Copy every line of the records below, requests included, and shift each point by adding 107 to both of its coordinates in the answers.

+ + + + +

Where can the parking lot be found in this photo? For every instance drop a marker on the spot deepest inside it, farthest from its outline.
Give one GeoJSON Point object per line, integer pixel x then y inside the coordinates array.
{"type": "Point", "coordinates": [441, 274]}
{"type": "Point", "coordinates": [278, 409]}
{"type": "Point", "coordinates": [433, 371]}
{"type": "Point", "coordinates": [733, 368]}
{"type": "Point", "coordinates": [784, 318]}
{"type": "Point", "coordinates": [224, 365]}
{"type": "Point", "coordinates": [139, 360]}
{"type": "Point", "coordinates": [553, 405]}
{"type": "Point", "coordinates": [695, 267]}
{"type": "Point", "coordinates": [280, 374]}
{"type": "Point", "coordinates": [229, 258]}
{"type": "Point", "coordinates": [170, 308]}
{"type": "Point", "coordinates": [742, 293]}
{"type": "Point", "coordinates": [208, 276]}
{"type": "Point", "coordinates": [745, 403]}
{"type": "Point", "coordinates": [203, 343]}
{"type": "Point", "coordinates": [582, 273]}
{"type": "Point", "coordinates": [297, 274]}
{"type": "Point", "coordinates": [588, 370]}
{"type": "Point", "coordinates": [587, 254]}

+ + + + +

- _Written answer_
Where can the parking lot be found in this photo? For every instance drop a marker on the spot deepest inside it, farthest from its outline.
Give one GeoJSON Point object per line, integer pixel x then y inside the coordinates array.
{"type": "Point", "coordinates": [548, 381]}
{"type": "Point", "coordinates": [385, 516]}
{"type": "Point", "coordinates": [540, 478]}
{"type": "Point", "coordinates": [840, 475]}
{"type": "Point", "coordinates": [891, 425]}
{"type": "Point", "coordinates": [331, 472]}
{"type": "Point", "coordinates": [246, 467]}
{"type": "Point", "coordinates": [660, 512]}
{"type": "Point", "coordinates": [802, 374]}
{"type": "Point", "coordinates": [387, 481]}
{"type": "Point", "coordinates": [336, 365]}
{"type": "Point", "coordinates": [277, 415]}
{"type": "Point", "coordinates": [849, 400]}
{"type": "Point", "coordinates": [315, 383]}
{"type": "Point", "coordinates": [852, 510]}
{"type": "Point", "coordinates": [310, 450]}
{"type": "Point", "coordinates": [689, 380]}
{"type": "Point", "coordinates": [404, 381]}
{"type": "Point", "coordinates": [695, 477]}
{"type": "Point", "coordinates": [694, 361]}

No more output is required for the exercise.